_What you need to do_. From the optical fiber coatings passage below, list every measurement given in micrometers, along with what each one describes.

_Source passage_.
The thickness of the primary coating typically ranges from about 25 μm to about 35 μm, while the thickness of the secondary coating typically ranges from about 10 μm to about 30 μm.
These polymer coatings may be obtained from compositions comprising oligomers and monomers that are generally crosslinked by means of UV irradiation in the presence of a suitable photo-initiator. The two coatings described above differ, inter alia, in the mechanical properties of the respective materials. As a matter of fact, whereas the material which forms the primary coating is a relatively soft material, with a relatively low modulus of elasticity at room temperature, the material which forms the secondary coating is relatively harder, having higher modulus of elasticity values at room temperature. The coating system is selected to provide environmental protection to the glass fiber and resistance, inter alia, to the well-known phenomenon of microbending, which can lead to attenuation of the signal transmission capability of the fiber and is therefore undesirable. In addition, coating system is designed to provide the desired resistance to physical handling forces, such as those encountered when the fiber is submitted to cabling operations.
The optical fiber thus composed usually has a total diameter of about 250 μm. However, for particular applications, this total diameter may also be smaller; in this case, a coating of reduced thickness is generally applied.
In addition, as the operator must be able to identify different fibers with certainty when a plurality of fibers are contained in the same housing, it is convenient to color the various fibers with different identifying colors. Typically, an optical fiber is color-identified by surrounding the secondary coating with a third colored polymer layer, commonly known as “ink”, having a thickness typically of between about 2 μm and about 10 μm, or alternatively by introducing a colored pigment directly into the composition of the secondary coating.
Among the parameters which characterize primary and secondary coatings performances, elastic modulus and glass transition temperature of the cross-linked materials are those which are generally used to define the mechanical properties of the coating. When referring to the elastic modulus it should be clarified that in the patent literature this is sometimes referred to as “shear” modulus (or modulus measured in shear), while in some other cases as “tensile” modulus (or modulus measured in tension). The determination of said elastic moduli can be made by means of DMA (Dynamic mechanical analysis) which is a thermal analysis technique that measures the properties of the materials as they are deformed under periodical stress. For polymeric materials, the ratio between the two moduli is generally 1:3, i.e. the tensile modulus of a polymeric material is typically about three times the shear modulus (see for instance the reference book Mechanical Properties and Testing of Polymers, pp. 183–186; Ed. G. M. Swallowe)

_Data provided_.

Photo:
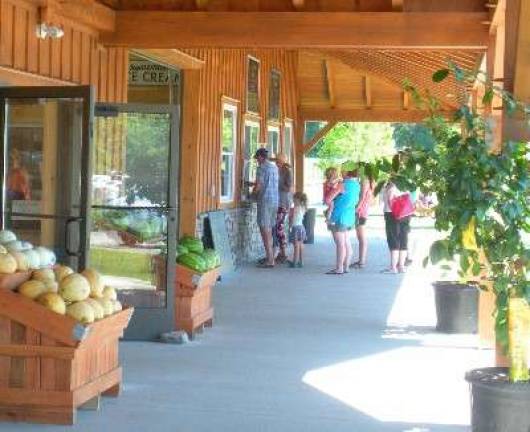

_Response_.
- Primary coating thickness: about 25 μm to about 35 μm
- Secondary coating thickness: about 10 μm to about 30 μm
- Total diameter of the optical fiber: about 250 μm
- Thickness of the colored "ink" layer: between about 2 μm and about 10 μm